◆ Prompt 1:
Which four properties does the text on film and the Internet name as unique to mediated public life?

◆ Text section:
Film is not disappearing, but the Internet is here to stay. It’s easy to play ostrich and pretend like nothing is changing, but the fact is that the Internet is changing many things and, through your viewers, this will impact you. When i talk about how mediated publics differ from unmediated ones, i speak about four properties that are unique to mediated public life:

- Persistence.
- Searchability
- Replicability.
- Invisible audiences.

These change the way that people communicate with each other, but they also affect how they interact with cultural artifacts and you create cultural artifacts. Film can always be turned into video, regardless of what DRM you choose to use. Sure, DRM makes it harder, but when there’s a will, there’s always a way and you lose your viewers trust in the process if you choose to make their lives more difficult. As we saw a few weeks ago with the HD-DVD hack, once information is out there, there’s no bringing it back. Once it’s digital, it can be copied and reformatted to make searching difficult. It’s much faster to copy than it is to clean up copies, for better and for worse. DRM will never protect film but it will alienate consumers. DRM does slow the flow of content, which can benefit big blockbusters but makes independent film even more obscure. For example, there’s no point in crippling a trailer with flash DRM. Trailers are advertisements. Put it up on YouTube, Revver, MySpace, everywhere you can think of… provide the code for people to copy/paste your trailer into their blogs and MySpaces. If people like it and want to pass it on, encourage them! Copy/paste! The more people who hear about your film, the better.

◆ Record set:

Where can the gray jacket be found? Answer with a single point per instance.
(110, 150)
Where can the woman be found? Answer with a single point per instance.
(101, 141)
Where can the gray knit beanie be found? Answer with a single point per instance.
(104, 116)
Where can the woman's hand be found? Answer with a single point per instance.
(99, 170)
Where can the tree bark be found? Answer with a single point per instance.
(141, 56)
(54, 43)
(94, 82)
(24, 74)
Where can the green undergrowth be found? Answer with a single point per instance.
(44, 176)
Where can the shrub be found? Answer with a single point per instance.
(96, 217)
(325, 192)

---

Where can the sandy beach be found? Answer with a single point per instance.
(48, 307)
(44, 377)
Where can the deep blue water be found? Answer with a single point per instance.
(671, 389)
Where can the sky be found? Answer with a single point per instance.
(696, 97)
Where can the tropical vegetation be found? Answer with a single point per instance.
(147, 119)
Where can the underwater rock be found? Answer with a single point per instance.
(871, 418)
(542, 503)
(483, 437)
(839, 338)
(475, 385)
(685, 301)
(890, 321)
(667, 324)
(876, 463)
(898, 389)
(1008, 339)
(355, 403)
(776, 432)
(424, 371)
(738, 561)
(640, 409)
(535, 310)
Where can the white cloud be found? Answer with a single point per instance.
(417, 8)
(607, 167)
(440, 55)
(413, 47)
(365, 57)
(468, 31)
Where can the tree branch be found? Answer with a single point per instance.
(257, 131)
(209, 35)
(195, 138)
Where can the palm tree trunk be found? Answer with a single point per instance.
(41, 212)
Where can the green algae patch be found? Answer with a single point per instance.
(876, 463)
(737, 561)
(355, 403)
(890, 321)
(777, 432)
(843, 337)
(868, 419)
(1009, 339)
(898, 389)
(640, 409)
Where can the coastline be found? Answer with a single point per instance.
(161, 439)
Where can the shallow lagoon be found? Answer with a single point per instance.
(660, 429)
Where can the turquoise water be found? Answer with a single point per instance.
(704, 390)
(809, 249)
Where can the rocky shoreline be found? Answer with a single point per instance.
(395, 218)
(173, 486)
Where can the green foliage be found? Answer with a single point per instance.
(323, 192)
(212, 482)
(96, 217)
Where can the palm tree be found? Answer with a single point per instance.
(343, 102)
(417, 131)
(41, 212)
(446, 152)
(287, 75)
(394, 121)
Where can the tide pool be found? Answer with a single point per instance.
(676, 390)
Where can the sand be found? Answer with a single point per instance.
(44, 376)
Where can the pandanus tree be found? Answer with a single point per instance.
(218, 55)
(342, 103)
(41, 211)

---

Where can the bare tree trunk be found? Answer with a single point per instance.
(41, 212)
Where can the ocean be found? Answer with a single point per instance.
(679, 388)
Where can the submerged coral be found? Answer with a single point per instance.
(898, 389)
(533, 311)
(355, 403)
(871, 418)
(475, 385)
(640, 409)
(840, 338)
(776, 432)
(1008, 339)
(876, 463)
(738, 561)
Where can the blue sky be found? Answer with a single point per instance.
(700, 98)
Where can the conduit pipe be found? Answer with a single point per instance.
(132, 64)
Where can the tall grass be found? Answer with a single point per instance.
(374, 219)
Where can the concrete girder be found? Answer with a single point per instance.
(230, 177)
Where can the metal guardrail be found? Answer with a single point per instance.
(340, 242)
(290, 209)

◆ Prompt 2:
Collect every line from the records that contains the string "woman".

◆ Right answer 1:
Persistence, searchability, replicability, and invisible audiences.

◆ Right answer 2:
Where can the woman be found? Answer with a single point per instance.
Where can the woman's hand be found? Answer with a single point per instance.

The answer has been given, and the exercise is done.